↓↓↓

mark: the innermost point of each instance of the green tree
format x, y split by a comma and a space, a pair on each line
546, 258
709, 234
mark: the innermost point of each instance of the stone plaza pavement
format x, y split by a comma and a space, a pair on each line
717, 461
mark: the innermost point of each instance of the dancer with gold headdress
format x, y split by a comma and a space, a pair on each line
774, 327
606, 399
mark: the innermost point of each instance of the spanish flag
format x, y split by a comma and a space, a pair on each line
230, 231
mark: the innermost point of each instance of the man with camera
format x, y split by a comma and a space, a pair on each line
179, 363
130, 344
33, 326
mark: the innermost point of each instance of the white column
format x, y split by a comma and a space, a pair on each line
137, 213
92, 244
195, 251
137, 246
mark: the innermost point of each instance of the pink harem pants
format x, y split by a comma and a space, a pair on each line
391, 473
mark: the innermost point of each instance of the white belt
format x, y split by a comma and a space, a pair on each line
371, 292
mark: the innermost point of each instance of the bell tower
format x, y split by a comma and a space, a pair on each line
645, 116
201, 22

↑↑↑

● **PROMPT**:
After reading the entries above, state the number of lines that contain the word "with", adding nothing else.

● **OUTPUT FOR THIS EXERCISE**:
2